▶ [Source text]
(begin)

What is the Post-2015 Agenda?
The Post-2015 Development Agenda is a United Nations-led process to help define the future global development framework that will succeed the UN Millennium Development Goals (MDGs) and will follow up on the outcome of the Rio+20 Conference on Sustainable Development.
In 2000, the UN Millennium Summit agreed on eight specific goals – the MDGs. These were aimed at reducing global poverty and saving lives and are set to expire in 2015. In 2012 the United Nations Conference on Sustainable Development (Rio+20) agreed to develop a set of Sustainable Development Goals (SDGs) to address the key challenges of sustainability, and prepare options for a sustainable development financing strategy.
The Post-2015 Agenda will address the challenges of poverty eradication and sustainable development globally for all countries in the world. In July 2014, the UN General Assembly's Open Working Group delivered its proposal for a set of 17 goals (and 169 targets) on the following challenges and opportunities:
- hunger, food security, nutrition and sustainable agriculture
- health and well-being
- gender equality and women's empowerment
- water and sanitation
- inclusive and sustainable growth, employment and decent work
- infrastructure, sustainable industrialisation and innovation
- cities and human settlements
- sustainable consumption and production patterns
- climate change
- oceans, seas and marine resources
- terrestrial ecosystems, forests, desertification, land degradation and biodiversity
- peaceful and inclusive societies, access to justice and accountable institutions
- means of implementation and the global partnership for sustainable development
It was also decided at UN level that this will be the main basis for integrating the SDGs into the post-2015 agenda. In addition, in December 2014, the UN Secretary General published a Synthesis Report “The Road to Dignity by 2030: Ending Poverty, Transforming All Lives and Protecting the Planet”.
What happens next?
The wide consultations with stakeholders and intergovernmental negotiations that have taken place to date will culminate in a special Summit on sustainable development at the United Nations in September 2015, where world leaders will be asked to agree the new agenda, including a set of Sustainable Development Goals.

(end)

▶ [Extracted material]

(begin)

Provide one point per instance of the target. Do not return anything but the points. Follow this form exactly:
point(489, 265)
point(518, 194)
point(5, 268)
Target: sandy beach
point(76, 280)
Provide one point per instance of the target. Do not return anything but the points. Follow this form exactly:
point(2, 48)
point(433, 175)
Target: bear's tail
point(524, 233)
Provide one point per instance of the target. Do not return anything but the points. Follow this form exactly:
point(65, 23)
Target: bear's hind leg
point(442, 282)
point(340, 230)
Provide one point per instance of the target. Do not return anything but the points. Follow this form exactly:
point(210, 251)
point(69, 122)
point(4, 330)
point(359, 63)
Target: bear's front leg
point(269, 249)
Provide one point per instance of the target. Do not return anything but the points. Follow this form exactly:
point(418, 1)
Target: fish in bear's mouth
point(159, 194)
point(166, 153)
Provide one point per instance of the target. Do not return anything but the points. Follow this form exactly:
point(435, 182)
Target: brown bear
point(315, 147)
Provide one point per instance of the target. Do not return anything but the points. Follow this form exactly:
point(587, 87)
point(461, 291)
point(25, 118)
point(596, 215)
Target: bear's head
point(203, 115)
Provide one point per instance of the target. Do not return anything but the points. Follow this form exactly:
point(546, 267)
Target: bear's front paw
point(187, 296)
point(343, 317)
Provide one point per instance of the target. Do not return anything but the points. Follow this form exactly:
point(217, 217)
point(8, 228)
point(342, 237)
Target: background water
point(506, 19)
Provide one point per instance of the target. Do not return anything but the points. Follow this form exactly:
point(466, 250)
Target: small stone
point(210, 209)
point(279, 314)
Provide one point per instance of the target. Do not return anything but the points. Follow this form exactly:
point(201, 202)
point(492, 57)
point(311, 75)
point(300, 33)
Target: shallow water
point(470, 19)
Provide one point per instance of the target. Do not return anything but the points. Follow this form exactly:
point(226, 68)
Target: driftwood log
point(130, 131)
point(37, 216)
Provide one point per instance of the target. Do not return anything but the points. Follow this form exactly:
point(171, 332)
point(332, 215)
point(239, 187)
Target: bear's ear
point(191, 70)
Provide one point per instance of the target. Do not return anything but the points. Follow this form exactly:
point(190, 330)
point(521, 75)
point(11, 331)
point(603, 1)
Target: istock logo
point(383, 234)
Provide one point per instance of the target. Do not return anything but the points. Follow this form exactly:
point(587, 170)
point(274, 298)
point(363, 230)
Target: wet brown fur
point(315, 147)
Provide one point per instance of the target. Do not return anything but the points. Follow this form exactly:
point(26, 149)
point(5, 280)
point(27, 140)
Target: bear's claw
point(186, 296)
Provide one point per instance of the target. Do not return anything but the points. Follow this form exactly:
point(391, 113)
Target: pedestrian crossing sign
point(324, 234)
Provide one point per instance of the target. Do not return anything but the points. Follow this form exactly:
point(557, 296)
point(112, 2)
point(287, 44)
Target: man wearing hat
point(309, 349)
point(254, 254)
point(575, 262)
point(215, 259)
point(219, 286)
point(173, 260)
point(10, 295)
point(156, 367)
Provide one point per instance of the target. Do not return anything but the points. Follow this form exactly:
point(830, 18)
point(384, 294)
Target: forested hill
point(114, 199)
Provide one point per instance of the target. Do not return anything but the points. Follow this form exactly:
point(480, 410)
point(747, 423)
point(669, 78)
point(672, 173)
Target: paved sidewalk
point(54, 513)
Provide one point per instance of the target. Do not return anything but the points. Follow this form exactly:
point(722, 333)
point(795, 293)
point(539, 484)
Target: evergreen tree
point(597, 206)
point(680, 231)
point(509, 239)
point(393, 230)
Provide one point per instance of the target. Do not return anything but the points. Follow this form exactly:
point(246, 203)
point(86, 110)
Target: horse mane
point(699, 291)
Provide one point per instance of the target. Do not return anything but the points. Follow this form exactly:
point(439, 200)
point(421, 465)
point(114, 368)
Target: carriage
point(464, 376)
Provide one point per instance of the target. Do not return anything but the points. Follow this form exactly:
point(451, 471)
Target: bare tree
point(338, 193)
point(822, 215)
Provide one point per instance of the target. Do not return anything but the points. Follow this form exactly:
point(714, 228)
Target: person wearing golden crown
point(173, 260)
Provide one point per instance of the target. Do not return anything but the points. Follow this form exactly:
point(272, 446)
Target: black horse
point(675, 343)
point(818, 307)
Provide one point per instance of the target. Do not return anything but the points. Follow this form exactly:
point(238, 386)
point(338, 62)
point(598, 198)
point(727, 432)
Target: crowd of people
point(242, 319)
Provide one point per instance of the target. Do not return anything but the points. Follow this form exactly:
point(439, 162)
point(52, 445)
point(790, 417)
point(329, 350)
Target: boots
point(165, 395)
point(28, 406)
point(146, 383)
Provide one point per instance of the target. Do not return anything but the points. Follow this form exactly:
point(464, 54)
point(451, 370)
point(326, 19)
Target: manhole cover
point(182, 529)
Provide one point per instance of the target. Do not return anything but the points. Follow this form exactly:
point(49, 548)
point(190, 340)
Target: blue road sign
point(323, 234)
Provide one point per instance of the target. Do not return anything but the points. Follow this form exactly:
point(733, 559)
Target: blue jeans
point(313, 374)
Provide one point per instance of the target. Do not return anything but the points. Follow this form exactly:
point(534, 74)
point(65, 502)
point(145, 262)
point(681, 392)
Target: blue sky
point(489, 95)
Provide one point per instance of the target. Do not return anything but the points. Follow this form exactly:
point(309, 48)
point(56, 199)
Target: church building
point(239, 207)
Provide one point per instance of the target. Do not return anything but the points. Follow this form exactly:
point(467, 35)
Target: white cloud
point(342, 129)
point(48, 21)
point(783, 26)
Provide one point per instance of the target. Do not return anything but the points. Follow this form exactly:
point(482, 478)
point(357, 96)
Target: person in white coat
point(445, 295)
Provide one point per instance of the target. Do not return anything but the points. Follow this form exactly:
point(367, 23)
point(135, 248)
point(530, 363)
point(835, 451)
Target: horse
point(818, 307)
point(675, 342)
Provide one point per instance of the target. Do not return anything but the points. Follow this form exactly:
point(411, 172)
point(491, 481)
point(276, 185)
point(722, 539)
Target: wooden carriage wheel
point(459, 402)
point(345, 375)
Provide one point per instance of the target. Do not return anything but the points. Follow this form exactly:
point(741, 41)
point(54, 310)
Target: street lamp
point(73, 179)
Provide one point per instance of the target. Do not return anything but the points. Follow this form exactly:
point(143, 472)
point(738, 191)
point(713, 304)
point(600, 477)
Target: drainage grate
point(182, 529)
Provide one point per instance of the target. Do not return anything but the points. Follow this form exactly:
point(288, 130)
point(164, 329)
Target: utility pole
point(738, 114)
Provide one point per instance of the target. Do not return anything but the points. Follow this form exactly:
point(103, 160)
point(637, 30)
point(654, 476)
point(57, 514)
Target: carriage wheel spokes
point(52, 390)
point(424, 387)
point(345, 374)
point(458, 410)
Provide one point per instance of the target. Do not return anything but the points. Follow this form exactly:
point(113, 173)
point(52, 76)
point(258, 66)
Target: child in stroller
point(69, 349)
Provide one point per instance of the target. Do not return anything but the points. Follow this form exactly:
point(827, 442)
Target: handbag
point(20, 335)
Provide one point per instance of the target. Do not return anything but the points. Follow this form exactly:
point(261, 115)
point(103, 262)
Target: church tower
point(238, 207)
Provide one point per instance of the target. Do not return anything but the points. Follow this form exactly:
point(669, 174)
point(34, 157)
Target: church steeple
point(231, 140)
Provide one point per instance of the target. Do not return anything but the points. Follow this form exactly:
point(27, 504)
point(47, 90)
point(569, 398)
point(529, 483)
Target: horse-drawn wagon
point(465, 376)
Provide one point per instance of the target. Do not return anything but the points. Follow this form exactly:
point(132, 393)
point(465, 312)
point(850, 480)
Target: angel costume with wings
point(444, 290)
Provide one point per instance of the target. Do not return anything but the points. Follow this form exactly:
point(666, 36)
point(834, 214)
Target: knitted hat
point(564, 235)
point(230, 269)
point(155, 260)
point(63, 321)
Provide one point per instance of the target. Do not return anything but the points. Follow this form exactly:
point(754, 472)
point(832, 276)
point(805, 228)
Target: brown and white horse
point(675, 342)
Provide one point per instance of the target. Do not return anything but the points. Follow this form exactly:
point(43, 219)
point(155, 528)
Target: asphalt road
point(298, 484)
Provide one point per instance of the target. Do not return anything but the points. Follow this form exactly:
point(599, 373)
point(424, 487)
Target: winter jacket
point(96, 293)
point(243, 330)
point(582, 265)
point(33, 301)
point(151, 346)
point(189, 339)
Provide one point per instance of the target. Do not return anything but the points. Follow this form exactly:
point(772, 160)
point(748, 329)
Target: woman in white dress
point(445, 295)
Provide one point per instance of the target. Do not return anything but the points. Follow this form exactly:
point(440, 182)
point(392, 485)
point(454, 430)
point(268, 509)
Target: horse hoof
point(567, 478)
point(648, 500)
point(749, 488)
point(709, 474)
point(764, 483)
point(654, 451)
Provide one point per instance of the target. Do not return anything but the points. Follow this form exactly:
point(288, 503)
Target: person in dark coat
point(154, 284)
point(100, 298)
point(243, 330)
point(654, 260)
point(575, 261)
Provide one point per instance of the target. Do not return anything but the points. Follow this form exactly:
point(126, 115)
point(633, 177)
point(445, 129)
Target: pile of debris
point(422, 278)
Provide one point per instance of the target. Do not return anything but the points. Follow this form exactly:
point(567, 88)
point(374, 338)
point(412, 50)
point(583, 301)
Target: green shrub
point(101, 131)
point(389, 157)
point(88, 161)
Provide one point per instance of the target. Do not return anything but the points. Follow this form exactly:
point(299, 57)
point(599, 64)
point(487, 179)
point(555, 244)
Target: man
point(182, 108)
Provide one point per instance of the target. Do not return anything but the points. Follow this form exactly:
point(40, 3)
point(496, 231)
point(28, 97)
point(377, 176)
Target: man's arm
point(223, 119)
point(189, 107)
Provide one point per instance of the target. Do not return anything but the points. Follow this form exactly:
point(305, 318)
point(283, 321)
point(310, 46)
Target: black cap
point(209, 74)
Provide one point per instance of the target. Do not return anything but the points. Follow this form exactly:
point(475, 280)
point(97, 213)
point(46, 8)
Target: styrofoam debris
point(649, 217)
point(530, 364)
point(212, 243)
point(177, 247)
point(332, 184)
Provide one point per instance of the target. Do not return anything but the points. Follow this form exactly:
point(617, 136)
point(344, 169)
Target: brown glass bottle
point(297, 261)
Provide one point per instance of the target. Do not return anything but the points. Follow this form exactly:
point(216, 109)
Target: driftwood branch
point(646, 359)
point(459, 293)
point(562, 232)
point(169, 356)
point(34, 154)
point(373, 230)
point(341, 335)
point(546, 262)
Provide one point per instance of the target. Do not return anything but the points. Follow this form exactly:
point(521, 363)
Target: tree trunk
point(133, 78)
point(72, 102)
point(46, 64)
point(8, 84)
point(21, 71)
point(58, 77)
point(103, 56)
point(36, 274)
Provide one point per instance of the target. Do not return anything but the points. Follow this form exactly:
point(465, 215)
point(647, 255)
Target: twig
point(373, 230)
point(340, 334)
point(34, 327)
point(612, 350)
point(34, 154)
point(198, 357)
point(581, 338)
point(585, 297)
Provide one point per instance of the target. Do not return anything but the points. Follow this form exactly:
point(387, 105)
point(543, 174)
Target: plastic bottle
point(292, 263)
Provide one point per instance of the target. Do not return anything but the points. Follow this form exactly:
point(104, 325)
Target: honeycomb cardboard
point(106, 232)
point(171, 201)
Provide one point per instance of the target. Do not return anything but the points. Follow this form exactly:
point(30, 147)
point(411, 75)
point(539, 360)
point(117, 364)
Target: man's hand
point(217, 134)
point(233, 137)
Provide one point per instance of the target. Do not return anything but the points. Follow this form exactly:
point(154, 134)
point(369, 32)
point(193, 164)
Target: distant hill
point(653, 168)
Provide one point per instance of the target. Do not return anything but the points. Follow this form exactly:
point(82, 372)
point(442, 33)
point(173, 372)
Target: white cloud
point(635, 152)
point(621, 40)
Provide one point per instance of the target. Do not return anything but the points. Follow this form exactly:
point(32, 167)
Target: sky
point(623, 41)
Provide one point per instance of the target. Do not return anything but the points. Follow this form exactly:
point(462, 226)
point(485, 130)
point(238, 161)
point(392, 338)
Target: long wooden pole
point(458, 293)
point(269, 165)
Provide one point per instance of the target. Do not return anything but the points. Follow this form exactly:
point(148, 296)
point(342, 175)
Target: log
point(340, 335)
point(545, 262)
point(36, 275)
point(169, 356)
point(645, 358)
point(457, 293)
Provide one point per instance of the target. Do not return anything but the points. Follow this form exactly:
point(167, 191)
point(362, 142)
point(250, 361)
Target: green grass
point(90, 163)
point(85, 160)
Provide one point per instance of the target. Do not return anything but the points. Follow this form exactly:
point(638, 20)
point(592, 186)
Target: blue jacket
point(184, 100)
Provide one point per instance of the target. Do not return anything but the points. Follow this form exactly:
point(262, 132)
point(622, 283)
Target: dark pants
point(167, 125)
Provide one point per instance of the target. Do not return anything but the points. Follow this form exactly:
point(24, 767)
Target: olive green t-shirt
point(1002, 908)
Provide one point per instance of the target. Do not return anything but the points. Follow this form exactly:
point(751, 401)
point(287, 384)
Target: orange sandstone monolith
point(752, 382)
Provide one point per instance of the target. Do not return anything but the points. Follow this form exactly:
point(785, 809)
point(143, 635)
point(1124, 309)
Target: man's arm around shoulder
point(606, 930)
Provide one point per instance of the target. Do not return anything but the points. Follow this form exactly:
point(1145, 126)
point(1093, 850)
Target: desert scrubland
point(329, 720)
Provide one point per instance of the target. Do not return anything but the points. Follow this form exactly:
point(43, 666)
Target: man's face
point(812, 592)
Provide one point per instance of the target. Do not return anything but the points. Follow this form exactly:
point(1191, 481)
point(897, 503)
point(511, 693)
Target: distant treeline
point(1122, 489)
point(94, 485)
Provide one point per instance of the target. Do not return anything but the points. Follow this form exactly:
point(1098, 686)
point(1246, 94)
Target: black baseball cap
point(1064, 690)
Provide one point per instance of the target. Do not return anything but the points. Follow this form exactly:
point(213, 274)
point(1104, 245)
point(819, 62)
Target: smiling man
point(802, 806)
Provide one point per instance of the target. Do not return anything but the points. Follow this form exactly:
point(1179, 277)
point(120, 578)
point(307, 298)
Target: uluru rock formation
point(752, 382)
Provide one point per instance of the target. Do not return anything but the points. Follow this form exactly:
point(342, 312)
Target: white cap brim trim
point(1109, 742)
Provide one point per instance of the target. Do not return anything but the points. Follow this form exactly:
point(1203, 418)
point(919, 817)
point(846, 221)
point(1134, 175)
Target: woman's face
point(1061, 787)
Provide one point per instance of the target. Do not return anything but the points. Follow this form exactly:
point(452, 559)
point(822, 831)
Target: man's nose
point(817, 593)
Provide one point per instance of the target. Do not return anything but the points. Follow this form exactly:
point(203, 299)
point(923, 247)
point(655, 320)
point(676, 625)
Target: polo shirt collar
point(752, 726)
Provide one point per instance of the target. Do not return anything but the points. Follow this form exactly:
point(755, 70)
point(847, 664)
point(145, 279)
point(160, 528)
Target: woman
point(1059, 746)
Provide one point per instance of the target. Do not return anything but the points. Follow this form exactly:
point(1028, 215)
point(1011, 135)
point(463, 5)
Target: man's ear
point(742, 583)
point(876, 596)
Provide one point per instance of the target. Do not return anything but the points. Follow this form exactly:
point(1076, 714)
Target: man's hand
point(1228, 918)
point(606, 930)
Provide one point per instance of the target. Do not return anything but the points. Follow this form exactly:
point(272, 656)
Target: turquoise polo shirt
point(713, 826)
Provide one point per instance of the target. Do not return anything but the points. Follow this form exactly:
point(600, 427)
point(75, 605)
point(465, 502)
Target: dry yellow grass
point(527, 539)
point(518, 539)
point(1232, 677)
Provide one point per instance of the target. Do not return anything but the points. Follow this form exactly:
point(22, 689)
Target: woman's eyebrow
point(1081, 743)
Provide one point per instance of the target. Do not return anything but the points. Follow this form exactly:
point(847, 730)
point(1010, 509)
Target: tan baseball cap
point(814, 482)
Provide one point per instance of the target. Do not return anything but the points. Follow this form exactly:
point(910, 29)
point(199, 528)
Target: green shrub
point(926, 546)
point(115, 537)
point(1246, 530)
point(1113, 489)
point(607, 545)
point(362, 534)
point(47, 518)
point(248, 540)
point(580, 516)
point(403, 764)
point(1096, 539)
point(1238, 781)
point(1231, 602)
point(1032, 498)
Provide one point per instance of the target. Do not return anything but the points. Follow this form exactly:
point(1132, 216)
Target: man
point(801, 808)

(end)

▶ [Challenge] Resume the passage on the Post-2015 Development Agenda, picking up directly after its final sentence.

▶ [Answer for this exercise]
Prior to the September Summit in New York, the international community will gather for the third International Conference on Financing for Development in Addis Ababa, in July 2015. The Conference is expected to lay out how the newly proposed post-2015 framework could be implemented through both financial and non-financial “means of implementation”. This reflects the fact that in order to successfully put the post-2015 framework into practice, it will need both the right policies and adequate financial means at a number of different levels.
Agreement on the post-2015 agenda will also have important implications for negotiations for the 21st Conference of the Parties (COP21) of the UN Framework Convention on Climate Change in Paris in December.
What are the key elements of a Global Partnership for Poverty Eradication and Sustainable Development after 2015?
With its new Communication on “Global Partnership for Poverty Eradication and Sustainable Development after 2015” the European Commission is setting out its views on the overarching principles and main components necessary for the implementation of the post-2015 agenda. It shows how all countries, including the EU and its Member States could contribute to the international efforts to eradicate poverty and boost sustainable development, identifying the following set of overarching principles to frame EU thinking, and key components for future actions:
- An enabling and conducive policy environment: Both internationally, and in individual countries, a coherent mix of effective policies, practices, institutions and resources is needed to create the right conditions for implementing the post-2015 agenda. This includes legal frameworks and economic instruments and incentives. Good governance at all levels is also an essential objective in itself.
- Develop capacity to deliver the agenda: The post-2015 agenda can only be successful if all partners have effective institutions and the necessary human skills and capacities to eradicate poverty and deliver sustainable development. This includes the capacity to assess needs, collect data, monitor implementation and review strategies.
- Mobilisation and effective use of domestic public finance: National governments have the main responsibility for carrying out sustainable economic policies. This includes the responsibility to mobilise and use public resources, including natural resources, efficiently and sustainably.
- Mobilisation and effective use of international public finance: International public financing continues to be an important and catalytic part of the overall financing available for developing countries. All countries have a role to play in mobilising financial resources. The European Commission strongly supports the UN Secretary General's call that developed countries – including the EU – should meet the UN target of 0.7% Gross National Income (GNI) target for Official Development Assistance (ODA).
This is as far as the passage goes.